EXTRACTED TEXT →

In reality, NDAs are being used across all industries and often to keep forms of misconduct under wraps including sexual misconduct, harassment, bullying, and discrimination.
“It’s not about the individuals like Harvey, it’s about the system that enables people in power to behave with impunity.”
When negotiating her own NDA, Perkins discovered that her own legal team signed a professional undertaking that no one could see the agreement unless Harvey gave permission — including Perkins herself.
She would later discover that this is an extremely common occurrence when law firms are dealing with high-net-worth individual corporate clients.
It was like the final nail in the coffin. Legally, Perkins had been let down by those who should uphold the law from the very beginning.
After doing her own research, Perkins found that in all likelihood her NDA was not legally enforceable because of the clauses they were putting in — something that no one on her legal team told her when she signed it.
The same is true of many, if not most, NDAs signed. Four people in the UK have broken NDAs in the past 12 months with no legal reprisals or recriminations, Perkins informs me.
“I can tell people fairly confidently that their NDA is legally unenforceable, but I can’t guarantee the other party won’t come after them.”
Since 2017, Perkins has been campaigning to change the guidance and legislation around how lawyers use NDAs and to make it an offence to create an NDA that is hiding any form of misconduct.
This work led Perkins to establish Can’t Buy My Silence with Canadian law professor Julie Macfarlane and has seen her testify before UK committees. It also led her to Senator Lynn Ruane.

The Independent Dublin senator is another woman who has proven that she will not be silenced.
When I speak to Ruane, her name has been trending for over 24 hours on X, formerly known as Twitter, as members of the far-right singled her out for speaking in support of refugees in Ireland.
The abuse in these tweets ranged from mild to vile, but speaking to Ruane it is clear they have not distracted her from the work that is important to her.
After an anonymous letter was delivered to her raising concerns about repeated use of an NDA in relation to one individual, Ruane decided to study up on them and see what other countries were doing in relation to NDAs.
Like Perkins, Ruane began to look into the use of NDAs in Ireland and found they were being abused across almost every sector, creating a system where problematic and harmful behaviour goes unchecked.
“Once you sign an NDA and you agree to silence around the issue, that behaviour is never addressed and that person is never held accountable,” Ruane explains.
“This not only enables the cover-up of the situation, it is actually empowering them to go on and do it under the guise of privacy elsewhere.”
Ruane, Perkins and Prof Macfarlane, began looking at how they could draft legislation to ban NDAs where they are used in instances of harassment and discrimination in the workplace.
When it successfully passed, unanimously and unamended, through the Seanad in October, Ruane hailed it as “a landmark day for victims of workplace abuse and harassment who have been silenced by NDAs”.

Known internationally as the Irish NDA bill, it is now leading legislation on NDAs in Europe. It will also have huge reverberations if passed, as the large US tech companies based in Ireland will have to adhere to the rules too.

(Stored data entries)

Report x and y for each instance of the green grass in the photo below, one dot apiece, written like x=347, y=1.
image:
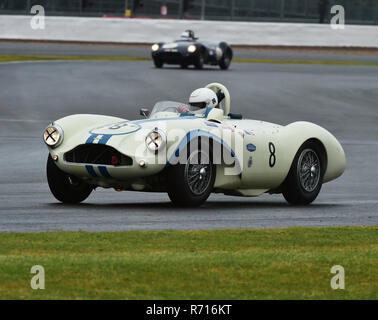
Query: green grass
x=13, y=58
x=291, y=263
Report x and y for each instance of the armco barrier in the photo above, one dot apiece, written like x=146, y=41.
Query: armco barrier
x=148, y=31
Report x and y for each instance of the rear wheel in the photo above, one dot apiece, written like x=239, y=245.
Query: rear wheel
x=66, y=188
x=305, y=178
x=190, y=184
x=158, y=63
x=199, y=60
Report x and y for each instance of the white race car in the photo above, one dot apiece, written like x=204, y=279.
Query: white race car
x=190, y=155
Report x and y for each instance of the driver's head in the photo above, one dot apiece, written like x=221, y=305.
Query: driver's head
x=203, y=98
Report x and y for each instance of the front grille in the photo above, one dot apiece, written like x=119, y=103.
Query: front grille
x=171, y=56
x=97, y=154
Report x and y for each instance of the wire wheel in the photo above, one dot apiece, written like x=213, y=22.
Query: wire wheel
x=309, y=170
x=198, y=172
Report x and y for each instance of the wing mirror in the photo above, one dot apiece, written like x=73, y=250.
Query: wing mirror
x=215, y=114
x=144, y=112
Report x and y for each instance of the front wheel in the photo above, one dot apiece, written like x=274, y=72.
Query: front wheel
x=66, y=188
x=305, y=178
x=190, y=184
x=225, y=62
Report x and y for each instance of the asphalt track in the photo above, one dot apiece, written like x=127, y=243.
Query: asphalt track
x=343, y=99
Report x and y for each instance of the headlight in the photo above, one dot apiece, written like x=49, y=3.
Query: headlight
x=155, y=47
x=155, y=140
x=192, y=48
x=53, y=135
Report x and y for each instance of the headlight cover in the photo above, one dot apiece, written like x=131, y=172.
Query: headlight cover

EXERCISES →
(1) Answer from the text on NDAs:
(a) Since what year has Perkins been campaigning to change the guidance and legislation around how lawyers use NDAs?
(b) With whom did Perkins establish Can't Buy My Silence?
(c) In what month did the bill pass through the Seanad?
(2) Rewrite the passage of the text on NDAs from "It was like" up to and including "she signed it.", changing "research" to "investigation".

SOLUTION LIST →
(1)
(a) 2017
(b) Canadian law professor Julie Macfarlane
(c) October

(2)
It was like the final nail in the coffin. Legally, Perkins had been let down by those who should uphold the law from the very beginning.
After doing her own investigation, Perkins found that in all likelihood her NDA was not legally enforceable because of the clauses they were putting in — something that no one on her legal team told her when she signed it.